> [Instructions to follow]:
Replace "gravel path" with "stone walkway" in the lines of the material below, starting at the line that has "Could you point out where the red" and ending after the line that has "[475,274,508,324]". Give only those lines, with nothing else changed.

━━━━

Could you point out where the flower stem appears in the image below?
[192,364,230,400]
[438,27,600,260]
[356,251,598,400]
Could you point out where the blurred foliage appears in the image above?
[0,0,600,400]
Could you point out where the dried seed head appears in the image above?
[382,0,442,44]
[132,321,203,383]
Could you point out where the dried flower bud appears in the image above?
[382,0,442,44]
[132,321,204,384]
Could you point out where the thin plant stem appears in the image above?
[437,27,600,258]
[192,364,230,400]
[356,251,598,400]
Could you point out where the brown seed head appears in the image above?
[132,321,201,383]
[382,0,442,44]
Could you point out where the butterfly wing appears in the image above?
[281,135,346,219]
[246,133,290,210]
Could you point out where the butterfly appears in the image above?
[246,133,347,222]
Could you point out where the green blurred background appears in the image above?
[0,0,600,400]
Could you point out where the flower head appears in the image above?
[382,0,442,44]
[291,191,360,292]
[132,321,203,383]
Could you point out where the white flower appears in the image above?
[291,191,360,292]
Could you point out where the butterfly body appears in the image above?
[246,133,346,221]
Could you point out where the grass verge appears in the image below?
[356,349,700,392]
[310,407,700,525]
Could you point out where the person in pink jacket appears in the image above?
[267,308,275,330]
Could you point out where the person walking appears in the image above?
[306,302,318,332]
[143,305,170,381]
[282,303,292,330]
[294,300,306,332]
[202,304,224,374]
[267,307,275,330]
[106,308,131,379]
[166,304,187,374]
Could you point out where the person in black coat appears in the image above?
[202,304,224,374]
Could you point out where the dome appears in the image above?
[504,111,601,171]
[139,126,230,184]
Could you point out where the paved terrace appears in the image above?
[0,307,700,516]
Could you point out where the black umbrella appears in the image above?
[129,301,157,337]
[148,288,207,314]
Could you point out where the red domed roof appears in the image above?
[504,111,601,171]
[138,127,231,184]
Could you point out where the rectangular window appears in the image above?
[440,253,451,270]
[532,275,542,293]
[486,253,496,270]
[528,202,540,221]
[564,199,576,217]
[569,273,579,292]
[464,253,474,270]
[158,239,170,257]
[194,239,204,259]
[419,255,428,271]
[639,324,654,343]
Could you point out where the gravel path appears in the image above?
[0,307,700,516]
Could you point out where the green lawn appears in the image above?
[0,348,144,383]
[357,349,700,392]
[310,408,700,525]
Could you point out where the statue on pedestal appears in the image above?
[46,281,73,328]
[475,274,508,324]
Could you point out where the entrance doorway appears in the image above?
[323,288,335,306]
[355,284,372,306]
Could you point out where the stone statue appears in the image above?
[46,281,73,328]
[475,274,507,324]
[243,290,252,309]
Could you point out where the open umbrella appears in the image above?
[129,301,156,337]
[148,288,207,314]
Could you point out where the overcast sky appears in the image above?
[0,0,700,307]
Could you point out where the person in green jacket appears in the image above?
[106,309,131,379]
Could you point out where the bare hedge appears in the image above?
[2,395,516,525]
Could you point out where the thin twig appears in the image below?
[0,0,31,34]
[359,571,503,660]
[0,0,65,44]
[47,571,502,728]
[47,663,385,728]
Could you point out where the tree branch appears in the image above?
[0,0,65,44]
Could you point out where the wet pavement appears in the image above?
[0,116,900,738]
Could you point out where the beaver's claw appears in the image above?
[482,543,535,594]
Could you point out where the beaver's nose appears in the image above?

━━━━

> [Task response]:
Could you point out where the red domed roof appears in the image above?
[504,111,601,171]
[138,127,231,184]
Could you point out where the rectangular window appears in the image above?
[440,253,451,270]
[532,275,542,293]
[486,253,496,270]
[528,202,540,221]
[564,199,576,217]
[569,273,579,292]
[464,253,474,270]
[158,239,170,257]
[194,239,204,259]
[419,255,428,271]
[639,324,654,343]
Could you point out where the stone walkway appears in the image above?
[0,307,700,516]
Could you point out where the green lawn appears in the image above?
[0,348,144,383]
[357,349,700,392]
[310,408,700,525]
Could you point out where the statue on pedestal appears in the image above?
[46,281,73,328]
[475,274,508,324]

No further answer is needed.